§ What to do:
The lines to copy run from the one containing "Where can the shrub" through the last line of the listing; copy them exactly and nothing more.

§ Materials provided:
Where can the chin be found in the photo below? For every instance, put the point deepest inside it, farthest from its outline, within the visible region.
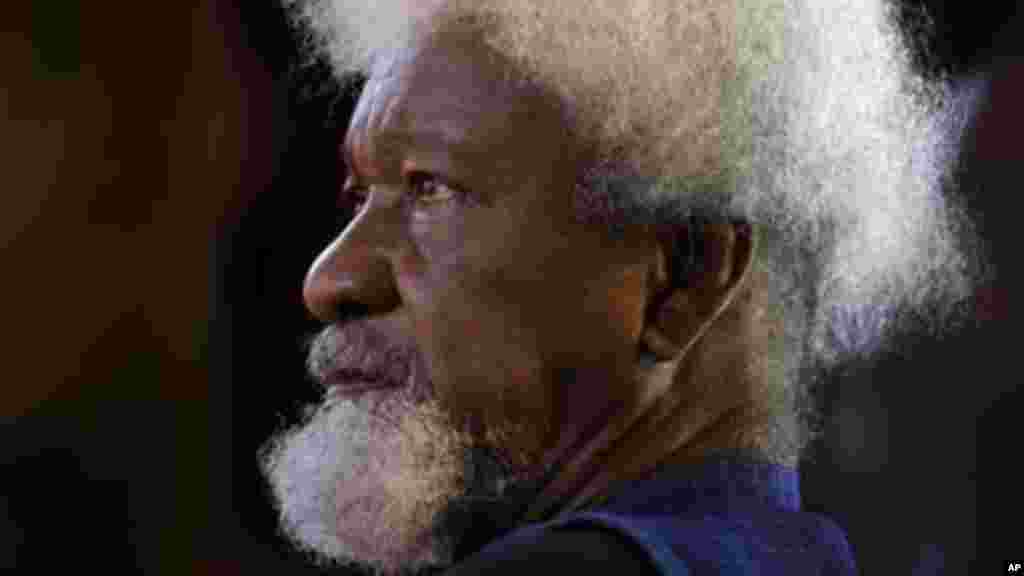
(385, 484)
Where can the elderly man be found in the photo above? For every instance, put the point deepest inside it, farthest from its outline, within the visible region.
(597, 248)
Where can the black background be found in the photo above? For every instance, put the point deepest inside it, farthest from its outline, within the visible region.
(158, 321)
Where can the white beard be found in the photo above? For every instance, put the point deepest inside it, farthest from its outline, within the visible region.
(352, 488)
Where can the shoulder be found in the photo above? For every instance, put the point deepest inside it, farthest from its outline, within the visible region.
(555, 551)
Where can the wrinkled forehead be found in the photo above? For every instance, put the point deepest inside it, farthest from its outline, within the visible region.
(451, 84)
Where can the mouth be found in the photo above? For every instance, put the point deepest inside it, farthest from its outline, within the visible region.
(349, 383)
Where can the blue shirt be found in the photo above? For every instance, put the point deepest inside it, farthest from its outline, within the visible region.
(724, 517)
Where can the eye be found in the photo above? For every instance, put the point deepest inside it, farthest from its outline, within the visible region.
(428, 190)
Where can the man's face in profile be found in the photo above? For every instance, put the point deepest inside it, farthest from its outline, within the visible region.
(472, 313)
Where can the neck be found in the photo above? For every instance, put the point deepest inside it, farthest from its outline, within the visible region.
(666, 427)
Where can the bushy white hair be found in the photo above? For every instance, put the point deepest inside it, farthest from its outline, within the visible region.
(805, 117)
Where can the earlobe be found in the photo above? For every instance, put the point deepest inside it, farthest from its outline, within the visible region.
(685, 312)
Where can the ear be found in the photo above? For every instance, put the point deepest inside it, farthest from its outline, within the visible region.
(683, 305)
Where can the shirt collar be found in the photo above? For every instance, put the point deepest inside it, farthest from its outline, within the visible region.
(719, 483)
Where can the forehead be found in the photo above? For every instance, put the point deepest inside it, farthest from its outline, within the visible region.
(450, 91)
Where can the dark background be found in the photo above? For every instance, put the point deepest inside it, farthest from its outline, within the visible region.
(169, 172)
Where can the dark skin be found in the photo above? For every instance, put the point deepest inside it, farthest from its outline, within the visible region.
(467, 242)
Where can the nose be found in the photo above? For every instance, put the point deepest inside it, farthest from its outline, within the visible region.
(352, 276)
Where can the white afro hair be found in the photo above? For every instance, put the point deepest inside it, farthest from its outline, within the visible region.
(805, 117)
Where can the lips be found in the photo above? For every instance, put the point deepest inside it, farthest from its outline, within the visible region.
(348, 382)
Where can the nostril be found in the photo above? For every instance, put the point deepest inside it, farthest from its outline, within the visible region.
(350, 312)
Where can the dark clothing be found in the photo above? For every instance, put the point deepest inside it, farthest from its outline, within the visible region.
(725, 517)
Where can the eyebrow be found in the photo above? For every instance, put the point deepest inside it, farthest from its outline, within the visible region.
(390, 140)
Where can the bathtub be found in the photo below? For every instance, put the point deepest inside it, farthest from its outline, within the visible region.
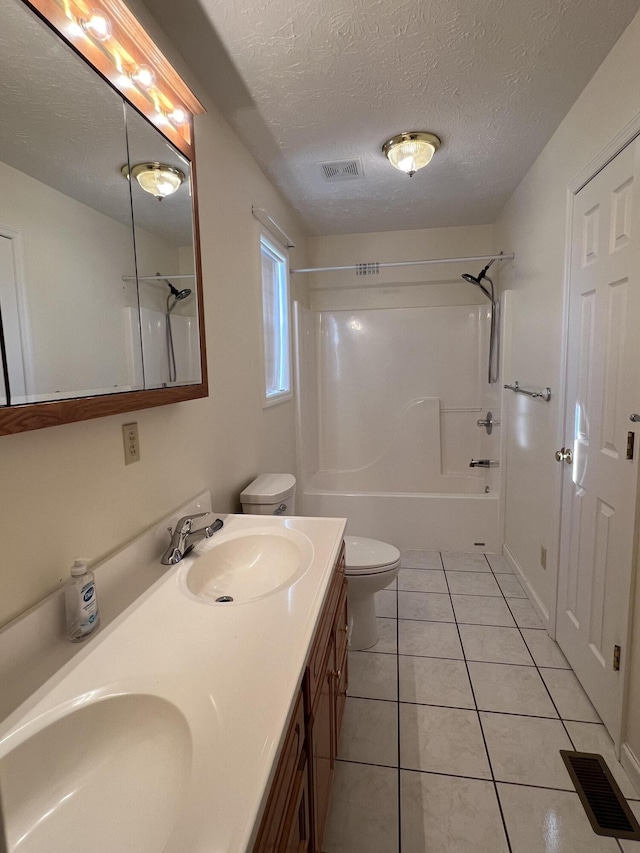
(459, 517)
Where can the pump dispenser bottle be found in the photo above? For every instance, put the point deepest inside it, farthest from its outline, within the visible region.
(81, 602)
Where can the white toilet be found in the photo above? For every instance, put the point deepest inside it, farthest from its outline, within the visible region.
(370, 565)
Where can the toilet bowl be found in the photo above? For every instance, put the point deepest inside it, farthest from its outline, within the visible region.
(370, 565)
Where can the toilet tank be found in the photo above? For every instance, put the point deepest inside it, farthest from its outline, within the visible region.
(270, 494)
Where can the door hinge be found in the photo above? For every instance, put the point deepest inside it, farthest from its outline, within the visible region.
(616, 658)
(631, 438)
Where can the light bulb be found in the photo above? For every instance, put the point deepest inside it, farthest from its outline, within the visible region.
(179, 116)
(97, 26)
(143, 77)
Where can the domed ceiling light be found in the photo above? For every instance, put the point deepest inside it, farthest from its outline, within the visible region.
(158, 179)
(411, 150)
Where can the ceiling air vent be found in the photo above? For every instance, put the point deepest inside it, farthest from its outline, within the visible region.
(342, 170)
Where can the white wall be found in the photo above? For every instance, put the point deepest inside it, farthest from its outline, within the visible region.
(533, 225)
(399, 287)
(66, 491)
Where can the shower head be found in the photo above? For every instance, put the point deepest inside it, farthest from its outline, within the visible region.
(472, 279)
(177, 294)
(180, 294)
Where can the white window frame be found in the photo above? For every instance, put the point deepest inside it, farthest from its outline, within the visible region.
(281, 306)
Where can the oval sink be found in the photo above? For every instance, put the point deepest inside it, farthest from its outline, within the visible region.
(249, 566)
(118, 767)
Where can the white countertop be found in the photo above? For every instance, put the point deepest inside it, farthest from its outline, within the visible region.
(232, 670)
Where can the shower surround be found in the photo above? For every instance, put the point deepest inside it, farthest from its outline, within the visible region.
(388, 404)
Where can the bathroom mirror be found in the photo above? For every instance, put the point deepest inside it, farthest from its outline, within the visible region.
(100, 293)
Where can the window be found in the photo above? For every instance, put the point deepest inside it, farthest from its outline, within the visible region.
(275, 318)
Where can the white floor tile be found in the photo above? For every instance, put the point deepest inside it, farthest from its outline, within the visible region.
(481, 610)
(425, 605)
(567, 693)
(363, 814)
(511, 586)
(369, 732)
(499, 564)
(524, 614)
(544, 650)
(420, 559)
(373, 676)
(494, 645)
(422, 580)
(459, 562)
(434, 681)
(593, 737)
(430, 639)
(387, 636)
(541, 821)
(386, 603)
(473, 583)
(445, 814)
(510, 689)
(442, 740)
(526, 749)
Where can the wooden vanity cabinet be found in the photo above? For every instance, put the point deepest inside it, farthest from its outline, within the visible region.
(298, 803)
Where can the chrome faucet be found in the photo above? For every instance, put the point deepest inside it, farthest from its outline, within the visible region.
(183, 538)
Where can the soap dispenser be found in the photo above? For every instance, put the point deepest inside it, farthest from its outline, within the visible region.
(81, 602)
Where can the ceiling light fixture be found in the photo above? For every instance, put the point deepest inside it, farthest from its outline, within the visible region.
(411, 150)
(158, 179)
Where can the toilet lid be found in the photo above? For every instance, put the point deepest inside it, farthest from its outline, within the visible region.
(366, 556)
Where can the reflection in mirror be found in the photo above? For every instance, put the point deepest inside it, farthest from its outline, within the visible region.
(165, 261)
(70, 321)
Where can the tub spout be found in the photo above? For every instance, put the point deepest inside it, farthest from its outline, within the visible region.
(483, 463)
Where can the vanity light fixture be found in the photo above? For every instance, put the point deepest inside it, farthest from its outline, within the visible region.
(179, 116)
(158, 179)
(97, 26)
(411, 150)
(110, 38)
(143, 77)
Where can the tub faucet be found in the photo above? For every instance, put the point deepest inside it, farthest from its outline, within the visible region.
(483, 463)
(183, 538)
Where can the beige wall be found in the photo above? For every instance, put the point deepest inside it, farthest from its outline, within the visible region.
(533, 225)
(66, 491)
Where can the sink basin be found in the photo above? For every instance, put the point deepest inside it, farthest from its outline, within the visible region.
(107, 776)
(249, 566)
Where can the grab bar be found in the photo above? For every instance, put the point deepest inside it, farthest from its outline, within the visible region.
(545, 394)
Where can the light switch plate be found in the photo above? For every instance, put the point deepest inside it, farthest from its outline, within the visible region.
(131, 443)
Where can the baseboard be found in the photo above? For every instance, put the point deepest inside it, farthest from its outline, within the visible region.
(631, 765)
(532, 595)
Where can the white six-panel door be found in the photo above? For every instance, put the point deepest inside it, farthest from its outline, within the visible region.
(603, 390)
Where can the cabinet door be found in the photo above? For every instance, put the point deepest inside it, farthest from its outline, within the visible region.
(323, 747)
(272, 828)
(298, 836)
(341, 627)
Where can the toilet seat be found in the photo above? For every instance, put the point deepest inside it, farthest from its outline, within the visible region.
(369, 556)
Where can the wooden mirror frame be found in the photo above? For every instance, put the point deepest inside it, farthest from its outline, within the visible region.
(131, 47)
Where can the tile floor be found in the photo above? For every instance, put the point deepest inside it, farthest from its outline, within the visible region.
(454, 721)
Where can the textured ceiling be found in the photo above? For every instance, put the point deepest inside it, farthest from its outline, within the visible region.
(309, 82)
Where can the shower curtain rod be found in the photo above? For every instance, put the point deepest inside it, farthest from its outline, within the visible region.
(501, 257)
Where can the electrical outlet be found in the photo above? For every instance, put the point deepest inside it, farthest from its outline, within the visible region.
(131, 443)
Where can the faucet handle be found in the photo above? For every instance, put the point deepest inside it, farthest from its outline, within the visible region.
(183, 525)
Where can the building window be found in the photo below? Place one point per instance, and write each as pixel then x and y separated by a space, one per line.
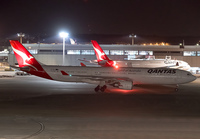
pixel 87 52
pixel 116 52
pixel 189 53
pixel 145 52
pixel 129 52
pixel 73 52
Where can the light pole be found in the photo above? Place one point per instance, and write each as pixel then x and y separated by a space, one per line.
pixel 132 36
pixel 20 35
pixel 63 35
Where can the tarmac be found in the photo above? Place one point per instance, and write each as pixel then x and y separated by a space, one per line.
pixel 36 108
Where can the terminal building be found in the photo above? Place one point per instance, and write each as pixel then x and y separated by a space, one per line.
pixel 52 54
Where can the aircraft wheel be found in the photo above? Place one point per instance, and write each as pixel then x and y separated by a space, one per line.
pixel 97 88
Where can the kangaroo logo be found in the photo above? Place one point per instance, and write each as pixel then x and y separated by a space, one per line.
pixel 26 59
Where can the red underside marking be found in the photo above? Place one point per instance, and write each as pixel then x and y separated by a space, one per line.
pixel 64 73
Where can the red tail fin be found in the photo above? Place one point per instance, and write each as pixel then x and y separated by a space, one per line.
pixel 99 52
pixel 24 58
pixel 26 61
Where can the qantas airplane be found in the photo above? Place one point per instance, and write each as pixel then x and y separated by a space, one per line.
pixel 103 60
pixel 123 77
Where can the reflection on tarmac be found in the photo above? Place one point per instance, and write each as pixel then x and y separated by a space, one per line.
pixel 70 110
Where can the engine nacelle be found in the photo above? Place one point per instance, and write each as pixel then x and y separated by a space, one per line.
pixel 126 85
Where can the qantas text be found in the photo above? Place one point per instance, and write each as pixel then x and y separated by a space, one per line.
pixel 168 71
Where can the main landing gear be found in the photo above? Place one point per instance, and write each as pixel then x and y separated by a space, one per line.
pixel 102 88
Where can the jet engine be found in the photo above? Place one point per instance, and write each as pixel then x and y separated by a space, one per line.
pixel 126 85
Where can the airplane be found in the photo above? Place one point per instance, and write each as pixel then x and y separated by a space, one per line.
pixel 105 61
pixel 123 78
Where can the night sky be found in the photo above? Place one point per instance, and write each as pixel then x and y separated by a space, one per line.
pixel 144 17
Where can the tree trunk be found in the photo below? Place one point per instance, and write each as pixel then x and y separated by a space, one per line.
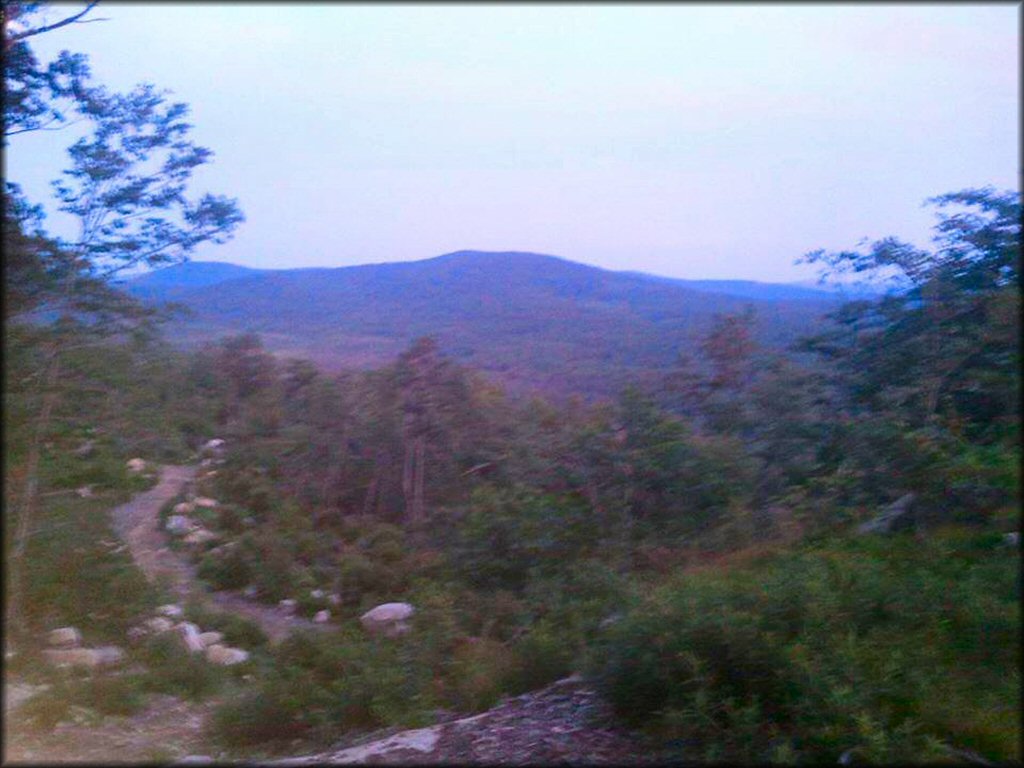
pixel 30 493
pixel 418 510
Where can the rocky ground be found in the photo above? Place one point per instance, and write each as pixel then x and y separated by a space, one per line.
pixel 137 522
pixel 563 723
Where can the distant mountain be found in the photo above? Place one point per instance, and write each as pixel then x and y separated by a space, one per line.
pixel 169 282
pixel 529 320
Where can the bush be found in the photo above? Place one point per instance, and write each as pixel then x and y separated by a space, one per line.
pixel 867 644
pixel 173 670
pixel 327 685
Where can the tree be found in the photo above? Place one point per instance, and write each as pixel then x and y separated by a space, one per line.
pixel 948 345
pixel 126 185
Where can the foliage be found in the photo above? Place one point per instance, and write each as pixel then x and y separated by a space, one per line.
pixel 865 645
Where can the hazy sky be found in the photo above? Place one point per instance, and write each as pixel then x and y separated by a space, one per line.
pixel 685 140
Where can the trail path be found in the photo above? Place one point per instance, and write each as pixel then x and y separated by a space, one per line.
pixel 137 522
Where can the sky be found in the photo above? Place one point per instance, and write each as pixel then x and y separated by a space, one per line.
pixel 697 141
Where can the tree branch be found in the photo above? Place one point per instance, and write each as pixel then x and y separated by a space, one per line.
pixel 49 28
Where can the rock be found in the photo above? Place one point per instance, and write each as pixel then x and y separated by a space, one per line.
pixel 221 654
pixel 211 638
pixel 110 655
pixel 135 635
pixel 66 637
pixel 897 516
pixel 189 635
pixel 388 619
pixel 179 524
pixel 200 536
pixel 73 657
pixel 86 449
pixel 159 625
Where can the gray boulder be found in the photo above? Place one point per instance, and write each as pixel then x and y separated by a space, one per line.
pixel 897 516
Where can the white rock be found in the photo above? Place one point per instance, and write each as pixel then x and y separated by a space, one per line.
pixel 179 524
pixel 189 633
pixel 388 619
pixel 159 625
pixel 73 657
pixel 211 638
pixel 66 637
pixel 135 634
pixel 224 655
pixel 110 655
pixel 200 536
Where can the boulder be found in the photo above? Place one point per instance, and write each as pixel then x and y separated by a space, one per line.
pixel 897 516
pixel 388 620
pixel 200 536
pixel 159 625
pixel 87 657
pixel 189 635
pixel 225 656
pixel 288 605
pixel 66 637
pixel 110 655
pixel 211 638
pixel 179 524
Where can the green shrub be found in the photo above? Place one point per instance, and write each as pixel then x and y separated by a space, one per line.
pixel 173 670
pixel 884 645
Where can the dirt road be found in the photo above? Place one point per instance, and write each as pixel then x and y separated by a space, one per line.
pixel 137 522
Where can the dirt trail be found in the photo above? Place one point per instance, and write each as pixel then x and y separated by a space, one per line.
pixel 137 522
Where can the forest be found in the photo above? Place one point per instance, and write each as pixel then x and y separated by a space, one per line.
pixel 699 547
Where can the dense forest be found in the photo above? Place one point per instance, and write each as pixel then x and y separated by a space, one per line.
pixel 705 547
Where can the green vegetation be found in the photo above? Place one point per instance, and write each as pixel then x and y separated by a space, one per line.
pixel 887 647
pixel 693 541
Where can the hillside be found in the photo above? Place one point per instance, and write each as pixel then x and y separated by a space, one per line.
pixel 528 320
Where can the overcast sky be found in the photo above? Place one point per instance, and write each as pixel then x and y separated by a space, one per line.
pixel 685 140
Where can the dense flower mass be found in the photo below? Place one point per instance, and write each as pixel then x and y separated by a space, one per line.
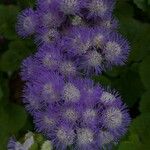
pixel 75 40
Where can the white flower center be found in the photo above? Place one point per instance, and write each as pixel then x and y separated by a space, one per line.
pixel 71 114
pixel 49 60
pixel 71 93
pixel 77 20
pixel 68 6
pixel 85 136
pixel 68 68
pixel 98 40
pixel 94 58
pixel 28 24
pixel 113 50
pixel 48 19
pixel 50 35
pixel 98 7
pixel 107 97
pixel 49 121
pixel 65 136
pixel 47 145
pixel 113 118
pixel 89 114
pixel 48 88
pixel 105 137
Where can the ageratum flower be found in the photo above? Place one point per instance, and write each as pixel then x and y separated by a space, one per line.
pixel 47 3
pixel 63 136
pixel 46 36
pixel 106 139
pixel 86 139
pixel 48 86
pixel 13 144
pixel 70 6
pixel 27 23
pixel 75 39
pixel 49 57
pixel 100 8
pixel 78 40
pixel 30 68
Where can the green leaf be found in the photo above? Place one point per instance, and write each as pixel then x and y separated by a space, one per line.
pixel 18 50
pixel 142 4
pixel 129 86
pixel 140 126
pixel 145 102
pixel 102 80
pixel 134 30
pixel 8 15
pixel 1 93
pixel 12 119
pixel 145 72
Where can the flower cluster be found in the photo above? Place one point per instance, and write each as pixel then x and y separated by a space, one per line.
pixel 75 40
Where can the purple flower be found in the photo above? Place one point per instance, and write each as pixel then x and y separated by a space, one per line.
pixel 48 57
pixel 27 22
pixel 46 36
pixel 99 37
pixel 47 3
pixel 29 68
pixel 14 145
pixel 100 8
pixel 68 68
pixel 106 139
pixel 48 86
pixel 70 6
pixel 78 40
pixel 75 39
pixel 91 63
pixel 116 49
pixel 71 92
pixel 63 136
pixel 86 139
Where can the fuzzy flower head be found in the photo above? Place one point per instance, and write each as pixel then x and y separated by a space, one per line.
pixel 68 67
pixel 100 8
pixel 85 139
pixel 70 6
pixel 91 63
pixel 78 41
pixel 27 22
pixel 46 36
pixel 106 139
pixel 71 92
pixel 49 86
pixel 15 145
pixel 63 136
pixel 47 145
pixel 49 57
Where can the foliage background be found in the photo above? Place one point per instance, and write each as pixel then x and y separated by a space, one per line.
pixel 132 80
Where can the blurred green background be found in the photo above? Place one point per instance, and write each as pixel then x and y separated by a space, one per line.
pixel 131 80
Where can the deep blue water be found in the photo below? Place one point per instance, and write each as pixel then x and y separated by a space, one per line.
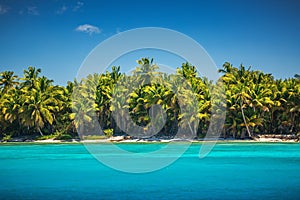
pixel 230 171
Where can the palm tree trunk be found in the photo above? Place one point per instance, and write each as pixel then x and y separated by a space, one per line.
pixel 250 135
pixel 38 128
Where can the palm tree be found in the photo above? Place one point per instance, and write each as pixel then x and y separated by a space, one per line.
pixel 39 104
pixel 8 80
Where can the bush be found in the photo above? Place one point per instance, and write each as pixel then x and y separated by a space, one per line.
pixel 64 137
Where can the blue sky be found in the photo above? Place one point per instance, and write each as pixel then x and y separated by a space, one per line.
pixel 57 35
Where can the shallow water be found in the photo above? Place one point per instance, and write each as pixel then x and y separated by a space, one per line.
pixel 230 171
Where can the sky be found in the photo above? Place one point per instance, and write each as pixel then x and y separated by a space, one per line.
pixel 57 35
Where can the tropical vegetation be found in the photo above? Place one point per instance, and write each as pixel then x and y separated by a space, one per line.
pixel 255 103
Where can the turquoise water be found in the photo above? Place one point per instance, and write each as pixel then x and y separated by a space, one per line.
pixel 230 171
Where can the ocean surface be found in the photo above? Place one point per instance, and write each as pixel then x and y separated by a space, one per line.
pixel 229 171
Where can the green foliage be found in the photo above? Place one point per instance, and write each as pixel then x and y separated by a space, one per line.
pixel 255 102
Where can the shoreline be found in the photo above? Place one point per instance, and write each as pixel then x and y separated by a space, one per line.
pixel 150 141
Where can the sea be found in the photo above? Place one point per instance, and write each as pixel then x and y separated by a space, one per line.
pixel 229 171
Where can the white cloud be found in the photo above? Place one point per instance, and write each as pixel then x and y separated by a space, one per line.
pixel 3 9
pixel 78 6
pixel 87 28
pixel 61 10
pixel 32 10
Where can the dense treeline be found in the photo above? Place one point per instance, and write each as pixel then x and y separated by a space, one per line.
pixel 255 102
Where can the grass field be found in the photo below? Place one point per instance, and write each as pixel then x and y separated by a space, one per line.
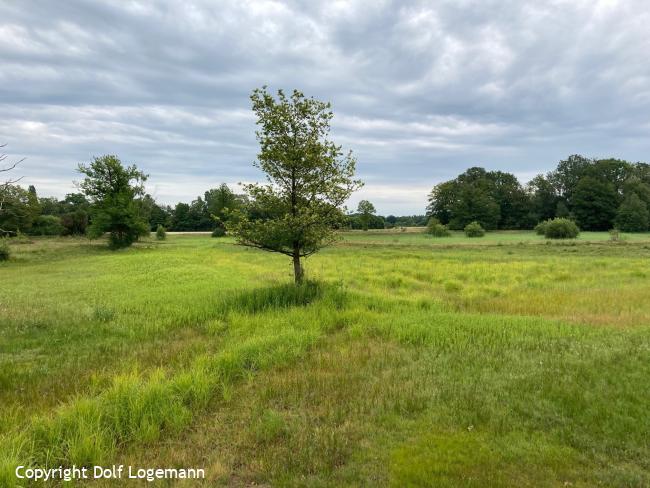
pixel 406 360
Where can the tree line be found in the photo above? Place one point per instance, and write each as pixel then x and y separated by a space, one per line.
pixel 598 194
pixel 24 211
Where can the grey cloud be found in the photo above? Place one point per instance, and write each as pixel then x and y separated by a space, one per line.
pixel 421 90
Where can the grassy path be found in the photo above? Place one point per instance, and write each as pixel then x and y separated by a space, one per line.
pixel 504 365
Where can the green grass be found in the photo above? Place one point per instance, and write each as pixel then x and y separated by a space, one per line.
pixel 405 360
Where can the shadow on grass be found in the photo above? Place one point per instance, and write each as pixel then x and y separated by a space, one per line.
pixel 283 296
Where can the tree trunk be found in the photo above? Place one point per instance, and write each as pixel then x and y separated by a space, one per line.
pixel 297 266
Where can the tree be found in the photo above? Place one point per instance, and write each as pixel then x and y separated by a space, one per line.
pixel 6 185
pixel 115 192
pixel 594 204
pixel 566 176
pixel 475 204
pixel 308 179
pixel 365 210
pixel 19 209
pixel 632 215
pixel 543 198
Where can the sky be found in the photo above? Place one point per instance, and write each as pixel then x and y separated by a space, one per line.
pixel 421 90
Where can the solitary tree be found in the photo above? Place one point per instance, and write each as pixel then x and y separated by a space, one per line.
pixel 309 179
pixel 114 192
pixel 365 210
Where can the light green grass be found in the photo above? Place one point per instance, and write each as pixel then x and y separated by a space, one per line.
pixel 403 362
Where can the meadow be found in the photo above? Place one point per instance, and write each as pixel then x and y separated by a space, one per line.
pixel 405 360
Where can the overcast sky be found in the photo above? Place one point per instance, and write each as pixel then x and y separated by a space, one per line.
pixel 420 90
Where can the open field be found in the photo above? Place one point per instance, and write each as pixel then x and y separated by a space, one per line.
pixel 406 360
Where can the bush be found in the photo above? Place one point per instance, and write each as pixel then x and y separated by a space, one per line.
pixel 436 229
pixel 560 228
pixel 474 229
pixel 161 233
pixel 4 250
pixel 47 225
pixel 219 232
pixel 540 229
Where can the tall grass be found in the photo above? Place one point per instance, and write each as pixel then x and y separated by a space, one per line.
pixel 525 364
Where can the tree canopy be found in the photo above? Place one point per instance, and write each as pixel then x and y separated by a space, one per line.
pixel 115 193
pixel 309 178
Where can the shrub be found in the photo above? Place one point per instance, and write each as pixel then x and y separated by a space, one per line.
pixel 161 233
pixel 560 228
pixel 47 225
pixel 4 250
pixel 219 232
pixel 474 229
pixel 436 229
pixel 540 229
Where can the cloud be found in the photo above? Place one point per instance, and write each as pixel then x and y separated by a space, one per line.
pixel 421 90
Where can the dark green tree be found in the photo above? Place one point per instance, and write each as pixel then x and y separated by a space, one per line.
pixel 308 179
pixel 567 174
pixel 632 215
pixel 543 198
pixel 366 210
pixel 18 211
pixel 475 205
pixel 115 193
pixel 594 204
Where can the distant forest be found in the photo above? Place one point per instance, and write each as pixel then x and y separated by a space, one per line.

§ Task solution:
Where can the shrub be found in the photo above? Place one point per instance, and write each as pixel then x and y separated by a space, one per line.
pixel 161 233
pixel 560 228
pixel 47 225
pixel 4 250
pixel 219 232
pixel 474 229
pixel 436 229
pixel 540 229
Where can the cloud be found in the photo above? Place one point per instance, and write each as pixel then x and y separated by a space, one per line.
pixel 421 90
Where can the dark green tree be found in the photo above? Place one point per instance, and write each as pixel then x and y separated by a space, one per line.
pixel 308 179
pixel 567 174
pixel 632 215
pixel 543 198
pixel 366 210
pixel 18 211
pixel 475 205
pixel 115 193
pixel 594 204
Where can the distant forest be found in the photo above? Place one point per instance, and write each as pixel then x and y separated by a space, one per line.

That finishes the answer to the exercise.